### Dataset entries
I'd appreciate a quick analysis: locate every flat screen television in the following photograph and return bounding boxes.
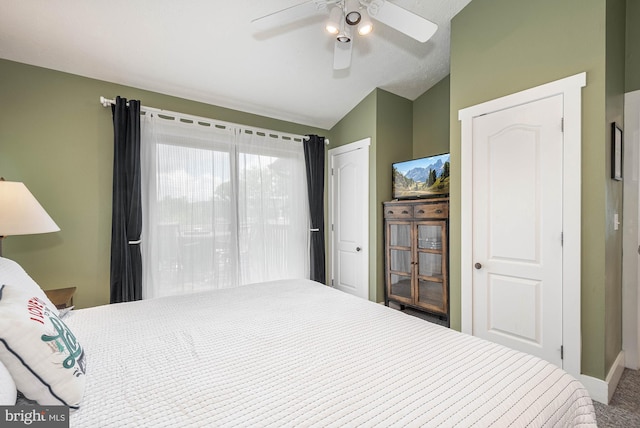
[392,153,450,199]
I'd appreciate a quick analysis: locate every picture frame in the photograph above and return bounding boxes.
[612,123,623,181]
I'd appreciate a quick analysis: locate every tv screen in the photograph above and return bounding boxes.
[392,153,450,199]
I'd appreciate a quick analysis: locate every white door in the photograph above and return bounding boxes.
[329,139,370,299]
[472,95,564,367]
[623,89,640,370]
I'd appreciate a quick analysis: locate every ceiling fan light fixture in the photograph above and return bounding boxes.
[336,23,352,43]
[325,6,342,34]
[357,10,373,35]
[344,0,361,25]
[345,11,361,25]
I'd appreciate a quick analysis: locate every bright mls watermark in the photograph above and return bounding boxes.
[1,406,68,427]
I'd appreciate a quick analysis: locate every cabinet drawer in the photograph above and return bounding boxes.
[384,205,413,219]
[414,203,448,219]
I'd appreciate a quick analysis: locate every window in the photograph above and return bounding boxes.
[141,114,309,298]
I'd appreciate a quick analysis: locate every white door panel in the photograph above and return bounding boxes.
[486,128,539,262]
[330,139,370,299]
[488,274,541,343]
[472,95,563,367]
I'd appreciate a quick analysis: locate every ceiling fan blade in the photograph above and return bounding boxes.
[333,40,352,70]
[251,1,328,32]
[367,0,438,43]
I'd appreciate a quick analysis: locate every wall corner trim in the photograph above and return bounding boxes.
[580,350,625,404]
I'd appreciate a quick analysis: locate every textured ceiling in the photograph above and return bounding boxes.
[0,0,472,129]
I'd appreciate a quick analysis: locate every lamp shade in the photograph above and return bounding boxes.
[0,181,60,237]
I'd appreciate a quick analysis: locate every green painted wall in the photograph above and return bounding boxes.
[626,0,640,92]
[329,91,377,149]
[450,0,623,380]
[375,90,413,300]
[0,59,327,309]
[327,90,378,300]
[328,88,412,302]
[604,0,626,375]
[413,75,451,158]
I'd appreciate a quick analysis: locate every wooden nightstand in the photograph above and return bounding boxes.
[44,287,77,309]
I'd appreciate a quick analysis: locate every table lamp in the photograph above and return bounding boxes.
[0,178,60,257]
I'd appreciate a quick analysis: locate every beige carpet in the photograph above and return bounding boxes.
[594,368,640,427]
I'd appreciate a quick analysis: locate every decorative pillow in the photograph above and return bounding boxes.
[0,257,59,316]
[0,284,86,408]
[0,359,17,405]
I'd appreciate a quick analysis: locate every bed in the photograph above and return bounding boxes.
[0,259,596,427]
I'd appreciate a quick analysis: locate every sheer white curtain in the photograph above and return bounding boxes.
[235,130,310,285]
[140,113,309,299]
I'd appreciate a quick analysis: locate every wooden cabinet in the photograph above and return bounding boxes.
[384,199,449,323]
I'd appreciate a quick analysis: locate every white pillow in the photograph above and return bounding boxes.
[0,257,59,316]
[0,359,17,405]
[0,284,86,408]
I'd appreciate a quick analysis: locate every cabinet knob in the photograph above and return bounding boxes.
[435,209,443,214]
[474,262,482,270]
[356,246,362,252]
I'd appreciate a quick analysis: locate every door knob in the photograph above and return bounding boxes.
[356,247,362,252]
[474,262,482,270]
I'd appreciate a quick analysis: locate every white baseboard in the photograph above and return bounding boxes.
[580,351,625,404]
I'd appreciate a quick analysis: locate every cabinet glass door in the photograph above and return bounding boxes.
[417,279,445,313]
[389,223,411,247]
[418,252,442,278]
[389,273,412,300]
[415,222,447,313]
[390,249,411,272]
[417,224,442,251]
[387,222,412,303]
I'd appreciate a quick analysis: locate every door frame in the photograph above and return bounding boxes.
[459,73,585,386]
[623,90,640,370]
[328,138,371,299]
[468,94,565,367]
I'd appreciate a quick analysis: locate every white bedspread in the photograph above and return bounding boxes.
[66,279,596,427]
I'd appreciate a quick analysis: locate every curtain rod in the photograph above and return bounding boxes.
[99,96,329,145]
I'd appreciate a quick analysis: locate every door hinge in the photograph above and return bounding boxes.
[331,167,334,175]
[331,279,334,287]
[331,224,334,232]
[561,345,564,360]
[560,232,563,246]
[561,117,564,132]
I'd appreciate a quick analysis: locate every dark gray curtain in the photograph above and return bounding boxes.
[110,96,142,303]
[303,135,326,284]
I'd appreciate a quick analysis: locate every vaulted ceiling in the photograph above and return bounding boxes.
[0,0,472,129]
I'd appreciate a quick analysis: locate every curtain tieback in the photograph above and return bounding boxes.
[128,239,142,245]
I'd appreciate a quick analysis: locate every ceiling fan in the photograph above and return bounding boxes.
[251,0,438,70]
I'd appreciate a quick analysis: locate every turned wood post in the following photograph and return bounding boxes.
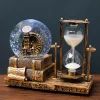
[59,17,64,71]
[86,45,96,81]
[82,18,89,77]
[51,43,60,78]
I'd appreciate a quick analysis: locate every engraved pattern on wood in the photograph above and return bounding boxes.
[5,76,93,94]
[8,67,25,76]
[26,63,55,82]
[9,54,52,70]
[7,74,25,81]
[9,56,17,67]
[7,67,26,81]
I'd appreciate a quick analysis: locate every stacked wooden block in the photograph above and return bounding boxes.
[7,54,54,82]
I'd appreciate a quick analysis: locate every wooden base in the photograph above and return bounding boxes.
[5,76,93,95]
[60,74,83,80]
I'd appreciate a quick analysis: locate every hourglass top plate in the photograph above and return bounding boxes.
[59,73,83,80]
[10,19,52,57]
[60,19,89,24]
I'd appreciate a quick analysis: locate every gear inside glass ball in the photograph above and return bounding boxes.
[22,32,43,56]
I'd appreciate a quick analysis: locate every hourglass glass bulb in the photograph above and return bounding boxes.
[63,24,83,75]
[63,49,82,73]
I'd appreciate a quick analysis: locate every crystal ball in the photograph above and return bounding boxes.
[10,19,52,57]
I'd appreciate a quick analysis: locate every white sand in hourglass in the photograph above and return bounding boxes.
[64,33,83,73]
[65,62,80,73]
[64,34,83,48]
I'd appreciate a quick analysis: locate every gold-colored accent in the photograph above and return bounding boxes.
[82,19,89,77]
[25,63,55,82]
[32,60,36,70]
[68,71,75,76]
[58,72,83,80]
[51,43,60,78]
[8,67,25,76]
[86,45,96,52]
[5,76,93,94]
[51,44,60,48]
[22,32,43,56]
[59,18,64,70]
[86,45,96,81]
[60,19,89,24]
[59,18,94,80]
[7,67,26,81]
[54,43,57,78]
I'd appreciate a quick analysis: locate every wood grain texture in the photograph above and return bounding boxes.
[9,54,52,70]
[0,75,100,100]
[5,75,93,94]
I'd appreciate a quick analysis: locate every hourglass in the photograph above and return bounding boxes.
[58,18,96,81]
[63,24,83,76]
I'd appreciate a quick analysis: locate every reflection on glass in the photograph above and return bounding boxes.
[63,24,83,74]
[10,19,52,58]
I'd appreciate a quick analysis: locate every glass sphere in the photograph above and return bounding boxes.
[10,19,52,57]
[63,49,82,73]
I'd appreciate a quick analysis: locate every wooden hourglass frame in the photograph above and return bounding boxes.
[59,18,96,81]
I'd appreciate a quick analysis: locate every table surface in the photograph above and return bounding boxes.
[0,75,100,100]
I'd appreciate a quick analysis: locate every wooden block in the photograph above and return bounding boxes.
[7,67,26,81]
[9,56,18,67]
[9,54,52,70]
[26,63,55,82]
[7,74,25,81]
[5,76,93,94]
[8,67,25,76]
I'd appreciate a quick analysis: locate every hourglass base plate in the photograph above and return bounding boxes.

### YOUR TASK
Every record above should come back exactly, but without its pictures.

### SOLUTION FOR THIS PROBLEM
I'd appreciate a quick analysis: locate every flat screen television in the following photograph and return bounding boxes.
[392,153,450,199]
I'd appreciate a quick analysis: locate every picture frame in the photograph above and return bounding boxes.
[612,123,623,181]
I'd appreciate a quick analysis: locate every tv screen in the photograph above and return bounding boxes.
[392,153,450,199]
I'd appreciate a quick analysis: locate every white door in the photograph above and return bounding boxes.
[329,139,370,299]
[472,95,564,367]
[623,89,640,370]
I'd appreciate a quick analysis: locate every ceiling fan light fixture in the photograph above and return bounding boxes.
[336,23,352,43]
[325,6,342,34]
[357,10,373,35]
[344,0,361,25]
[345,11,361,25]
I'd appreciate a quick analysis: locate every bright mls watermark in the photograph above and return bounding boxes.
[1,406,68,427]
I'd appreciate a quick analysis: locate every cabinet drawer in the photograph above and return bounding boxes.
[384,205,413,219]
[414,203,448,219]
I'd appreciate a quick analysis: locate every window in the photograph above and return bounding boxes.
[141,114,309,298]
I'd appreciate a quick analysis: locate every white door panel in the photograph above and return bounding boxes.
[486,128,539,262]
[330,139,370,299]
[488,274,541,343]
[472,95,563,367]
I'd appreciate a quick analysis: locate every ceiling fan blade in the photograph above and return bounding boxes.
[333,40,352,70]
[251,1,328,32]
[367,0,438,43]
I'd appreciate a quick analysis: locate every wall corner trim in the photograph above and return bounding boxes.
[580,350,625,404]
I'd appreciate a quick analysis: locate every textured ceiling in the photograph above and return bounding boxes.
[0,0,472,129]
I'd appreciate a quick analysis: locate every lamp shade in the photograph above and return bounding boxes.
[0,181,60,237]
I'd appreciate a quick analysis: locate every green painted wall in the photograph above and return bounding boxes.
[626,0,640,92]
[329,91,377,149]
[450,0,623,380]
[375,90,413,300]
[0,59,327,309]
[327,90,378,300]
[328,88,412,302]
[604,0,626,375]
[413,75,451,158]
I'd appreciate a quick analysis: locate every wooden nightstand in the photograph above and return bounding boxes.
[44,287,77,309]
I'd appreciate a quick analysis: locate every table lamp in the photograph above and return bounding boxes.
[0,178,60,257]
I'd appreciate a quick analysis: locate every beige carpet in the photograph above and return bounding boxes.
[594,368,640,427]
I'd appreciate a quick analysis: locate every decorative pillow in the photograph above and return bounding boxes.
[0,257,59,316]
[0,284,86,408]
[0,359,17,405]
I'd appreciate a quick analysis: locate every bed in the photograph above and return bounding boxes.
[0,259,596,427]
I'd appreciate a quick analysis: locate every sheer white curtain in the photograph above and return bounding boxes.
[235,130,310,285]
[140,113,309,299]
I'd appreciate a quick analysis: locate every wooden cabinet in the photograph above and return bounding boxes.
[384,199,449,323]
I'd appreciate a quick analysis: locate every white pillow in the photograph above and return bounding boxes.
[0,257,59,316]
[0,359,17,405]
[0,284,86,408]
I'd appreciate a quick analysis: locate every cabinet knob in the photograph above and return bounding boxes.
[435,209,443,214]
[474,262,482,270]
[356,246,362,252]
I'd appreciate a quick analysis: locate every door knob in the photograph above and return bounding boxes.
[356,247,362,252]
[474,262,482,270]
I'd appreciate a quick analysis: locate every white baseboard in the photograph above and return bounding boxes.
[580,351,625,404]
I'd appreciate a quick analysis: locate every cabinet glass door in the photograph above and return bounding boxes.
[417,279,445,313]
[389,223,411,247]
[418,252,442,278]
[389,273,412,300]
[415,222,447,313]
[390,249,411,272]
[417,224,442,251]
[387,222,412,303]
I'd appreciate a quick analysis: locate every door frame in the photograph above and return bounding boxes.
[459,73,585,386]
[623,90,640,370]
[328,138,371,299]
[468,94,565,367]
I'd appreciate a quick analysis: locate every white bedspread in the photograph above and return bounding boxes.
[66,279,596,427]
I'd appreciate a quick analysis: locate every curtain rod in the photograph above and return bounding boxes.
[99,96,329,145]
I'd appreciate a quick analysis: locate every door hinge in the photograph above and return bounding boxes.
[331,167,334,175]
[331,279,334,287]
[331,224,334,232]
[561,345,564,360]
[560,232,563,246]
[561,117,564,132]
I'd appreciate a quick analysis: locate every dark gray curtain in the photograph above and return bounding boxes.
[110,96,142,303]
[303,135,326,284]
I'd appreciate a quick analysis: locate every vaulted ceiling in the photograph above and return bounding boxes.
[0,0,472,129]
I'd appreciate a quick analysis: locate every curtain tieback in the photograph above and return bounding boxes.
[128,239,142,245]
I'd appreciate a quick analysis: locate every ceiling fan in the photograph above and return bounding boxes.
[251,0,438,70]
I'd appreciate a quick analysis: locate every turned wood post in the following photograph and return bounding boxes.
[59,17,64,71]
[86,45,96,81]
[82,18,89,77]
[51,43,60,78]
I'd appreciate a quick analysis: locate every engraved pattern on wood in the photograph above and return bounding boxes.
[5,76,93,94]
[8,67,25,76]
[26,63,55,82]
[9,54,52,70]
[7,74,25,81]
[9,56,17,67]
[7,67,26,81]
I'd appreciate a quick analysis: locate every stacked wooden block in the photograph above and return bounding boxes.
[7,54,54,82]
I'd appreciate a quick analysis: locate every wooden base in the photograph above and return bounding boxes.
[5,76,93,95]
[60,74,83,80]
I'd appreciate a quick analysis: locate every hourglass top plate in the photograph above and return bounding boxes.
[59,73,83,80]
[10,19,52,57]
[60,19,89,24]
I'd appreciate a quick analysis: locate every gear inside glass ball in the photograph above and return bounding boxes.
[22,32,43,56]
I'd appreciate a quick analysis: locate every hourglass glass bulb in the photograph above and return bounding boxes.
[63,24,83,75]
[63,49,82,73]
I'd appreciate a quick analysis: locate every crystal ball in the photograph above and return bounding boxes.
[10,19,52,57]
I'd appreciate a quick analysis: locate every white sand in hourglass in the photograph above and return bounding boxes.
[64,33,83,73]
[65,62,80,73]
[64,34,83,48]
I'd appreciate a quick analysis: locate every gold-colored accent in the photograph above and return bounding boxes.
[82,19,89,77]
[25,63,55,82]
[32,60,36,70]
[68,71,75,76]
[58,72,83,80]
[51,43,60,78]
[8,67,25,76]
[86,45,96,52]
[5,76,93,94]
[51,44,60,48]
[22,32,43,56]
[59,18,64,70]
[86,45,96,81]
[60,19,89,24]
[59,18,94,80]
[7,67,26,81]
[54,43,57,78]
I'd appreciate a quick analysis: locate every wood grain texture in the photograph above and return bounding boxes.
[9,54,52,70]
[0,75,100,100]
[5,75,93,94]
I'd appreciate a quick analysis: locate every hourglass in the photograph above and return bounding boxes.
[58,18,96,81]
[63,24,83,76]
I'd appreciate a quick analysis: locate every reflection on glass in the photograph above and return bounding boxes.
[63,24,83,74]
[10,19,52,58]
I'd appreciate a quick analysis: locate every glass sphere in the photograph above and return bounding boxes.
[10,19,52,57]
[63,49,82,73]
I'd appreciate a quick analysis: locate every wooden hourglass frame in the photograph above and return bounding boxes.
[59,18,96,81]
I'd appreciate a quick analysis: locate every table surface in the photograph above and return bounding boxes.
[0,75,100,100]
I'd appreciate a quick analysis: locate every wooden block in the photograph above and return bounding boxes.
[7,67,26,81]
[9,56,18,67]
[9,54,52,70]
[26,63,55,82]
[7,74,25,81]
[5,76,93,94]
[8,67,25,76]
I'd appreciate a quick analysis: locate every hourglass base plate in the photograph above and return bounding boxes.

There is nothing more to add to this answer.